**EXCERPT TO READ**

- Opening Delimiter -

In healthcare we deal with data.  This data generally falls into three categories: Data intended for humans (free text information, images, audio, video), data intended for algorithms (data tables, indexes and graphs) and data intended for both (terminology).  The last category, terminology, binds language (words) to codes and allows us to bridge the human world and the algorithm world.  This works fairly well, as long as it stays confined within the walls of my information ecosystem.  When you try to share codes across systems you find out that, more often than not, different systems understand different codes and even though the information is coded, it is not using the codes that the receiving systems understand.
 
So, we find ourselves in a situation where we need to translate the meaning of the term from one terminology into another. This task has many names: "Mapping", "Mediation", "coordination", "Transcoding", "Interoperability" and, "Normalization".  In every case you are taking a term from the source terminology and trying to find the most appropriate match in the destination terminology.  The "rules" that you use to match terms across the semantic rift are not universal.  They will change based on the goals and objectives of the exchange.  This is called "purpose driven mapping" and my colleague, Shaun, is working on an excellent article on that topic, so I will leave the full explanation of that to him, stop stalling and talk about normalization.

- Closing Delimiter -

**PROVIDED DATA**
- Opening Delimiter -

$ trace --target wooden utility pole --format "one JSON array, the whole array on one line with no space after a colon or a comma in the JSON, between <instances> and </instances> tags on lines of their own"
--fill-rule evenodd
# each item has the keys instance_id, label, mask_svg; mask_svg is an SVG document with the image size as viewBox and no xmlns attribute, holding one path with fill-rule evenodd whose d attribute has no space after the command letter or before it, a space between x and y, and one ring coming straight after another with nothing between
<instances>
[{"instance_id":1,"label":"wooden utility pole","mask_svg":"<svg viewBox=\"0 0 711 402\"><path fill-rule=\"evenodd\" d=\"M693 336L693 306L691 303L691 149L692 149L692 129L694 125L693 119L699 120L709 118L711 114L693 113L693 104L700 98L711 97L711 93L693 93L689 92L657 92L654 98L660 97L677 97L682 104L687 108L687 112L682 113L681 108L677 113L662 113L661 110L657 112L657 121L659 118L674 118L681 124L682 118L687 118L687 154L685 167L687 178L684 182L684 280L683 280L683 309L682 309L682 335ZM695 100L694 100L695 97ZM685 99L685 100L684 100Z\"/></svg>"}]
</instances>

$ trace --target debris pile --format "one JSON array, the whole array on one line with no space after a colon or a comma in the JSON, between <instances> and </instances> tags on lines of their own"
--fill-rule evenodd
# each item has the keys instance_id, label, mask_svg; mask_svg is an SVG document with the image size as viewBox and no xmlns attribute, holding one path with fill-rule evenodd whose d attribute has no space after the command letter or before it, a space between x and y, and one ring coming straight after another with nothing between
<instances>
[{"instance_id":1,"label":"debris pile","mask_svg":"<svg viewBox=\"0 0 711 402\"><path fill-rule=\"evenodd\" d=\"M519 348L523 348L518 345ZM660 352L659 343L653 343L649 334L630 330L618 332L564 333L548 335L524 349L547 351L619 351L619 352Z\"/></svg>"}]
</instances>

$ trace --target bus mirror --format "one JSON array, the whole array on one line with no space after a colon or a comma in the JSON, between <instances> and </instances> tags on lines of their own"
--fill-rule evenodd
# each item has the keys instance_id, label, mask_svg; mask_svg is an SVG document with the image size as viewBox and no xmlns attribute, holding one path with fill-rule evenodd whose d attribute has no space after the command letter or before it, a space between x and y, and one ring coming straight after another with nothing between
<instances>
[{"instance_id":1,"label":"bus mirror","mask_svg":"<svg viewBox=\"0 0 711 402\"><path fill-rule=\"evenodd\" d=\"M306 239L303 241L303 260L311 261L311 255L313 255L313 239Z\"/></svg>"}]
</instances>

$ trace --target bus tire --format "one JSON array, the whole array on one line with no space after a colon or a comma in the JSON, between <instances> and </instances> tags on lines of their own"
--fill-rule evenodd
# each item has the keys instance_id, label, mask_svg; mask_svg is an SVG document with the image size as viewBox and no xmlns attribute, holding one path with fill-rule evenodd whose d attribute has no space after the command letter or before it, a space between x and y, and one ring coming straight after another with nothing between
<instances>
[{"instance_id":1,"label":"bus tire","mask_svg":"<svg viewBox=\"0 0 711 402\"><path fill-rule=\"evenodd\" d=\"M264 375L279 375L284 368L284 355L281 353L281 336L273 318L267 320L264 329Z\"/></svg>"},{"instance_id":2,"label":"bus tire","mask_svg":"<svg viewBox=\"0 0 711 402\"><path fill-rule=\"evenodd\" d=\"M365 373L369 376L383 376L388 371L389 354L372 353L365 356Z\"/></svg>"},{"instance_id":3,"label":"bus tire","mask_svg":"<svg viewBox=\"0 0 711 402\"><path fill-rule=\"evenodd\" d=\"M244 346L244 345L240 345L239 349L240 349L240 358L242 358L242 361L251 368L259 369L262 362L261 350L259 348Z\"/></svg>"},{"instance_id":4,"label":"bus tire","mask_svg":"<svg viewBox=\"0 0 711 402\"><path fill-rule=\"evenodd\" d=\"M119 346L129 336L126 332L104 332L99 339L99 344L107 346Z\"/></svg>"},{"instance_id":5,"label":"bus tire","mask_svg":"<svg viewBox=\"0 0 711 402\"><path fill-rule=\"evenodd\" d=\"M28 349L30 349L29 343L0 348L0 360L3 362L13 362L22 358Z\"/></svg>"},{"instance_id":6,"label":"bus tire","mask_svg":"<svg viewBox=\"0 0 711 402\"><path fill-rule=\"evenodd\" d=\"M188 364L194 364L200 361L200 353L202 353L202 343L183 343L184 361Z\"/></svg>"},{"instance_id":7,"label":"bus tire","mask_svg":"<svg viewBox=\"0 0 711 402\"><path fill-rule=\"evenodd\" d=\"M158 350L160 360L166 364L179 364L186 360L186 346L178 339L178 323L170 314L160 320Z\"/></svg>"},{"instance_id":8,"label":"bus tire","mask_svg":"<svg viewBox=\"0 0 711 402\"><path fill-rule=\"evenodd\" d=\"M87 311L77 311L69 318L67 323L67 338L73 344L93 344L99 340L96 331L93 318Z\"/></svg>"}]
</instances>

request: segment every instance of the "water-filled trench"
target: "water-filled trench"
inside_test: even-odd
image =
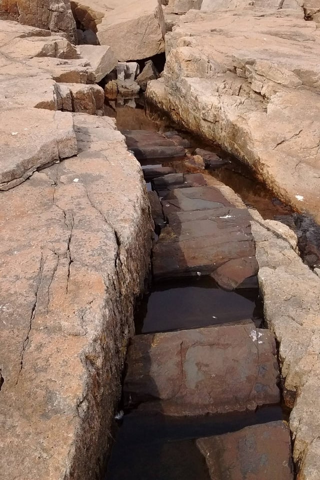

- Closing Delimiter -

**QUESTIONS TO ANSWER**
**a.** In the healthcare terminology passage, what name is given to mapping whose matching rules change with the goals and objectives of the exchange?
**b.** Reproduce the healthcare terminology passage from "In healthcare we" to "receiving systems understand.".
Disregard the material entirely; nothing here depends on it.

**TASK-BY-TASK ANSWERS**
**a.** Purpose driven mapping.

**b.**
In healthcare we deal with data.  This data generally falls into three categories: Data intended for humans (free text information, images, audio, video), data intended for algorithms (data tables, indexes and graphs) and data intended for both (terminology).  The last category, terminology, binds language (words) to codes and allows us to bridge the human world and the algorithm world.  This works fairly well, as long as it stays confined within the walls of my information ecosystem.  When you try to share codes across systems you find out that, more often than not, different systems understand different codes and even though the information is coded, it is not using the codes that the receiving systems understand.